** start Text passage **

Let us quote something rather out of place here. Kafka once wrote, ‘The belief in progress is not the belief that progress has already happened.’ Krishnan, in her attack on John, seems to deny that the working class is living a dehumanised life. Krishnan could turn around and say that she was merely responding to John’s over-emphasis, and that her utterance had a context. John was arguing that the working class is unable to live a good life (of relationships, community, of socialising, etc.) that the “middle class” (analytically, a rather dubious term that both Krishnan and John deploy) enjoys. Strange for an intervention concerning the women’s question, in her response, Krishnan underplays the gendered segmentation of the working class. If the working class is more likely to form relations of love and be happy in them, it probably has fewer reasons to fight; if the present is good and has greater possibilities (likelihood) of goodness, why raise the question of impossibility – which is revolution? The social democratic underpinnings of Krishnan’s position are never clearer than here. The fact that the working class is internally segmented is the single greatest problem that defers revolution. Like all good social democrats of the past (including CPI(ML)-Liberation’s unacknowledged role model CPI(M)), Krishnan too tries to play down internal segmentation.

It is in her response to Maya John that Krishnan, for the first time, puts forth the claim that the anti-rape movement (presumably in the manner in which it was envisaged by her organisation) had revolutionary aims. Though she may now argue that rape is a working-class issue and while she may even theorise the role of the reproductive labour of women in capitalism, her theory is not a theory for practice. She does not tell us what such a conceptualisation of women’s labour means for the struggle of the working class, nor do the above-mentioned campaigns bear out her claims. This is probably why she and her organisation seem unable to distinguish between raising the issue of sexual violence and rape as a working-class issue, and the populist-opportunist attempt to take the middle-class position on this issue to the working class.

** end Text passage **

• [Task list]:
**A.** Translate the sentence "The social democratic underpinnings of Krishnan’s position are never clearer than here." from the passage on Krishnan and John into Spanish.
**B.** Reproduce the part of the passage on Krishnan and John between "It is in her" and "to the working class.", inclusive, word for word.

** start Records supplied **

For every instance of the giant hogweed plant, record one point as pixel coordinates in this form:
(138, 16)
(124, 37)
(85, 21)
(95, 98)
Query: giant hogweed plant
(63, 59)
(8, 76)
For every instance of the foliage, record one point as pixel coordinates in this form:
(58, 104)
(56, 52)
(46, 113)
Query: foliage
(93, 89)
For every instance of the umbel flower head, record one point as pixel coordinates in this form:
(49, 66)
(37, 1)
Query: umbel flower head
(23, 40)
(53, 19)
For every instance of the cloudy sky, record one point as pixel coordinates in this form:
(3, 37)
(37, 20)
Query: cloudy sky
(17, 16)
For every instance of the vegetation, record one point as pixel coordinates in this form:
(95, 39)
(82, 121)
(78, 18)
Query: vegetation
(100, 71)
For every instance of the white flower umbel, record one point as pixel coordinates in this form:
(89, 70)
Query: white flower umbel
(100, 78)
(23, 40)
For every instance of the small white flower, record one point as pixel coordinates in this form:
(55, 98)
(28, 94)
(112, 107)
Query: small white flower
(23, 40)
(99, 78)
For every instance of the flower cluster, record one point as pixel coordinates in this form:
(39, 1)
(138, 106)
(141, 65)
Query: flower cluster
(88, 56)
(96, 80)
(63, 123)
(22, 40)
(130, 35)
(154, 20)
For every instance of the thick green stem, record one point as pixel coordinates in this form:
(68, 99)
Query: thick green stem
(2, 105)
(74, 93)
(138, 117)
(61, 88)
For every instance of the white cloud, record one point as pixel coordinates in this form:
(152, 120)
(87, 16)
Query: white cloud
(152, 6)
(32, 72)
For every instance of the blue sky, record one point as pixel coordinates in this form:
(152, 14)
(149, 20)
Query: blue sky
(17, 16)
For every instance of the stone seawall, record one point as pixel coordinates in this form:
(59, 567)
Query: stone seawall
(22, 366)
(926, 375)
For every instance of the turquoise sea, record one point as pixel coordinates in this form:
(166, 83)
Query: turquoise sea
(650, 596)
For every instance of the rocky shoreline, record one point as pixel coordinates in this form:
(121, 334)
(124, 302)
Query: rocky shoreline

** end Records supplied **

• [Solutions in order]:
**A.** Los fundamentos socialdemócratas de la postura de Krishnan nunca son más claros que aquí.

**B.**
It is in her response to Maya John that Krishnan, for the first time, puts forth the claim that the anti-rape movement (presumably in the manner in which it was envisaged by her organisation) had revolutionary aims. Though she may now argue that rape is a working-class issue and while she may even theorise the role of the reproductive labour of women in capitalism, her theory is not a theory for practice. She does not tell us what such a conceptualisation of women’s labour means for the struggle of the working class, nor do the above-mentioned campaigns bear out her claims. This is probably why she and her organisation seem unable to distinguish between raising the issue of sexual violence and rape as a working-class issue, and the populist-opportunist attempt to take the middle-class position on this issue to the working class.